Inferential statistics is a branch of statistics used to draw conclusions and make inferences about a larger population based on collected sample data.It has 2 main types or methods it uses which are hypothesis testing and regression analysis.
Steps for Hypothesis testing
Types of Statistical Tests in Hypothesis Testing
Null: Sample mean is same as the population mean.
Alternate: Sample mean is not same as the population mean. Mathematically is calculated by:
\[ z = (x — μ) / (σ / √n) \]
Where:\(x\) is sample mean,\(\mu\) is population mean and $σ / √n $ is population standard deviation
NOTE: If the test statistic is lower than the critical value, accept the hypothesis.
T-test: Compares the means of two groups (used when standard deviation is unknown and/or sample is small).
Chi-square test: Compares categorical variables, like determining whether sample data matches population data (chi-square goodness of fit test) or if two categorical variables are related (chi-square test of independence).
ANOVA (Analysis of Variance): Compares the difference between three or more groups of a single independent variable (one-way ANOVA), or tests the effect of one or more independent variables on two or more dependent variables (MANOVA).

------

**Problems to work on:**
(a) Can you rewrite the inferential statistics passage starting with "Alternate: Sample mean" and going on through "dependent variables (MANOVA).", using "qualitative variables" in place of "categorical variables"?
(b) Answer these about the inferential statistics passage:
(i) What two main methods does inferential statistics use?
(ii) Under what conditions is a T-test used?
(iii) What does one-way ANOVA compare?
(c) How would the inferential statistics passage go on from its final sentence? Write that continuation.

**Excerpted records:**

------

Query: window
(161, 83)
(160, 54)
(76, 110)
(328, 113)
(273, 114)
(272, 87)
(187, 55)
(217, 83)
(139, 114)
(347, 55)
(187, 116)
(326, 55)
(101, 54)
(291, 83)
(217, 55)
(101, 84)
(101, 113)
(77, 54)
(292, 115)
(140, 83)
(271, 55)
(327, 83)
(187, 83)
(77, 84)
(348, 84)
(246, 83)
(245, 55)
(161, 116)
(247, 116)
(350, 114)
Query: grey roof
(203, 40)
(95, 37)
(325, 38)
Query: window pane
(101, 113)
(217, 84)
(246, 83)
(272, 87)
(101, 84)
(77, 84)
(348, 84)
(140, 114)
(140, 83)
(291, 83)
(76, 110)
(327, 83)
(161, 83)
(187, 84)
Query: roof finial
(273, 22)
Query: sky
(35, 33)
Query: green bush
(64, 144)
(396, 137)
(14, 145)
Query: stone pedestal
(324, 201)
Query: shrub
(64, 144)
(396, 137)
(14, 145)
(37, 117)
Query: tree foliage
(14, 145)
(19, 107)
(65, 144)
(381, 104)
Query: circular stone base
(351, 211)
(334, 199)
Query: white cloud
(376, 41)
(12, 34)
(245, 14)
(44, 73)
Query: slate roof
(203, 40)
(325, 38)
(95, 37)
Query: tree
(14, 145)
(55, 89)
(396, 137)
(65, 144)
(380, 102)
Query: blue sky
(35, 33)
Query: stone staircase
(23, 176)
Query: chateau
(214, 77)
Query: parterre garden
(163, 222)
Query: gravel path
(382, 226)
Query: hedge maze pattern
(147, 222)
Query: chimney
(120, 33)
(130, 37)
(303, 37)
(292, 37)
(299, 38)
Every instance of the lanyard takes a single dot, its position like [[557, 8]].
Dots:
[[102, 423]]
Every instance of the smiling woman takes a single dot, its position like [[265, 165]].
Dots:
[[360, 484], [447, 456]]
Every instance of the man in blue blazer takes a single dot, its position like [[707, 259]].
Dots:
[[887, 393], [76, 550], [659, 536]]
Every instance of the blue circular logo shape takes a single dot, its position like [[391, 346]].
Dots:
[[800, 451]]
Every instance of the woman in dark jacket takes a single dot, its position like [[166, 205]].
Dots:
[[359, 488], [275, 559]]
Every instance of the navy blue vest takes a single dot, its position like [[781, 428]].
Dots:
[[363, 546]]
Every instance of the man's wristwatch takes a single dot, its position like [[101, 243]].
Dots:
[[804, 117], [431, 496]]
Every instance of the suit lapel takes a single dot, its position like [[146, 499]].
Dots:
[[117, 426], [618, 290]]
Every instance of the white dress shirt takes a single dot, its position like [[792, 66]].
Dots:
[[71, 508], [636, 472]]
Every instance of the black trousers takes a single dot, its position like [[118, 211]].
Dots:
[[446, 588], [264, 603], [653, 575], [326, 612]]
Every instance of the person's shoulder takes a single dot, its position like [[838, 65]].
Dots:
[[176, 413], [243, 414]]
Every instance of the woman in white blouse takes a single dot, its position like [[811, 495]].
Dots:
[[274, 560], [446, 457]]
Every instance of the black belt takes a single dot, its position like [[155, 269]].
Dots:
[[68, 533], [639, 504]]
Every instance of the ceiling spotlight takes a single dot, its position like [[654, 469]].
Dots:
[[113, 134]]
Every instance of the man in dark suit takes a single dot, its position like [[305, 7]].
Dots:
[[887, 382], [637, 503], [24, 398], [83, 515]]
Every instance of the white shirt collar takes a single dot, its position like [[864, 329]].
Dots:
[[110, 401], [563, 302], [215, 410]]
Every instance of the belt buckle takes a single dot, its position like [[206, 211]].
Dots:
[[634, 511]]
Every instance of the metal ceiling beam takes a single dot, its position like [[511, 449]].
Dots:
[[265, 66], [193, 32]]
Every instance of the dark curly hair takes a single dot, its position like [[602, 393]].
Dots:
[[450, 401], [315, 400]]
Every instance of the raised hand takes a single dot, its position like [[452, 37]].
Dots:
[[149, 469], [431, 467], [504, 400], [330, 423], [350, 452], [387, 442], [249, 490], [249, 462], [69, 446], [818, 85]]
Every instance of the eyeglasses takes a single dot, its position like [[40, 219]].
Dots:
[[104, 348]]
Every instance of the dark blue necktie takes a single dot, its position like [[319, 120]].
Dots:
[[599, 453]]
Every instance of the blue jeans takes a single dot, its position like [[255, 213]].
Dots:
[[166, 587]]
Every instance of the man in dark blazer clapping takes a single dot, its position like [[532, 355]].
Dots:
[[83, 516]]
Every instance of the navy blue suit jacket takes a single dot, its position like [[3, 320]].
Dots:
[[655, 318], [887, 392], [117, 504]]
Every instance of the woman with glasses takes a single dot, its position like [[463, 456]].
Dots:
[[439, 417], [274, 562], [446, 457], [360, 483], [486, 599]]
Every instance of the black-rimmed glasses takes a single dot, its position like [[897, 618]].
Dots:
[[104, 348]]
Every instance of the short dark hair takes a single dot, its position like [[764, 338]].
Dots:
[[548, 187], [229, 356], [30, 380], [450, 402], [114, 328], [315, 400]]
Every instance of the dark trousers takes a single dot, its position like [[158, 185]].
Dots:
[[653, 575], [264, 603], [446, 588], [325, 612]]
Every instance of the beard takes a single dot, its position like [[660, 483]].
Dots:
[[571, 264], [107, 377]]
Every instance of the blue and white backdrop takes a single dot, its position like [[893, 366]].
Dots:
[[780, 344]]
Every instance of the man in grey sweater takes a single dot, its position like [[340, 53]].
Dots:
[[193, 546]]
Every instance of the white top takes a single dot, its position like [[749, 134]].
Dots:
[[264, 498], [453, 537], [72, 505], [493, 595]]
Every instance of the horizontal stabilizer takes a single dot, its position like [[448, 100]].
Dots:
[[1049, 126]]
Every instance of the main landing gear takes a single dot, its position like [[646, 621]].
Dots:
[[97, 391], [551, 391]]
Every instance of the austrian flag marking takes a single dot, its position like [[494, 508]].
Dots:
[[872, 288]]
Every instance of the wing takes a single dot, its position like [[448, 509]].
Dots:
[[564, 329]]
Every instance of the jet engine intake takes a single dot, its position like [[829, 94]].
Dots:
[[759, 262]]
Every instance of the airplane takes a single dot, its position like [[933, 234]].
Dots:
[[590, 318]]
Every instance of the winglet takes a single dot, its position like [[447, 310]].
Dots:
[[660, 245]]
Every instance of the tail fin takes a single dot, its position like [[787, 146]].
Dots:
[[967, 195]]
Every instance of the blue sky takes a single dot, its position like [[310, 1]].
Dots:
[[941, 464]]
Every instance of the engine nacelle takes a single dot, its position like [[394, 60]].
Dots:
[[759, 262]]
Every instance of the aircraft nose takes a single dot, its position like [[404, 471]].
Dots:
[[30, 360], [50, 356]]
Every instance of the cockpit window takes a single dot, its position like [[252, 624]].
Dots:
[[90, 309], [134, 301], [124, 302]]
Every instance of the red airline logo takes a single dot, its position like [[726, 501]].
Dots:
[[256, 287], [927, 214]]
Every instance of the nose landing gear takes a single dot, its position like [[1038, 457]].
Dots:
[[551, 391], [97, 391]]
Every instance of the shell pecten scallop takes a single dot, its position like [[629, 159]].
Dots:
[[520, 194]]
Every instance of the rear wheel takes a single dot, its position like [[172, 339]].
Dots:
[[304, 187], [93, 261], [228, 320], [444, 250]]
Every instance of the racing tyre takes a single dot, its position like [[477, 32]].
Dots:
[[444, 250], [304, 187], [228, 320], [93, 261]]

------

**Answers:**
(a)
Alternate: Sample mean is not same as the population mean. Mathematically is calculated by:
\[ z = (x — μ) / (σ / √n) \]
Where:\(x\) is sample mean,\(\mu\) is population mean and $σ / √n $ is population standard deviation
NOTE: If the test statistic is lower than the critical value, accept the hypothesis.
T-test: Compares the means of two groups (used when standard deviation is unknown and/or sample is small).
Chi-square test: Compares qualitative variables, like determining whether sample data matches population data (chi-square goodness of fit test) or if two qualitative variables are related (chi-square test of independence).
ANOVA (Analysis of Variance): Compares the difference between three or more groups of a single independent variable (one-way ANOVA), or tests the effect of one or more independent variables on two or more dependent variables (MANOVA).

(b)
(i) Hypothesis testing and regression analysis.
(ii) When the standard deviation is unknown and/or the sample is small.
(iii) The difference between three or more groups of a single independent variable.

(c)
Note: For details and mathematical equations visit HERE
#Test of differences and compare means across groups.
# Example using gapminder
library(gapminder)
library(dplyr)
# t-test: Life expectancy between two continents
gapminder %>%
filter(continent %in% c("Asia", "Europe")) %>%
t.test(lifeExp ~ continent, data = .)
# ANOVA: Life expectancy across all continents
aov_model <- aov(lifeExp ~ continent, data = gapminder)
summary(aov_model)
#Objective: Test association (independence) between categorical variables.
#Tests whether continent group and year are associated.
gapminder %>%
mutate(continent_group = ifelse(continent %in% c("Asia", "Europe"), "Group1", "Group2")) %>%
count(continent_group, year) %>%
xtabs(~ continent_group + year) %>%
chisq.test()
This test checks if Asia has significantly higher life expectancy than Europe. Directional hypotheses are useful for policy-driven questions
#Objective: Formalize statistical decision-making.
# Hypothesis: Life expectancy in Asia > Europe
asia <- gapminder %>% filter(continent == "Asia") %>% pull(lifeExp)
europe <- gapminder %>% filter(continent == "Europe") %>% pull(lifeExp)
t.test(asia, europe, alternative = "greater")
Simulate the educational data with student_id,
year, score, gender
columns
Draw the hypothesis to be tested
Test the difference between gender and scores
set.seed(123)
edu_data <- data.frame(
student_id = rep(1:100, each = sample(1:3, 100, replace = TRUE)),
year = sample(2015:2020, 300, replace = TRUE),
score = rnorm(300, mean = 75, sd = 10),
gender = sample(c("Male", "Female"), 300, replace = TRUE)
)
# t-test: Gender difference in scores
t.test(score ~ gender, data = edu_data)
Objective: Predicting Life Expectancy
lm_model <- lm(lifeExp ~ gdpPercap + pop, data = gapminder)
summary(lm_model)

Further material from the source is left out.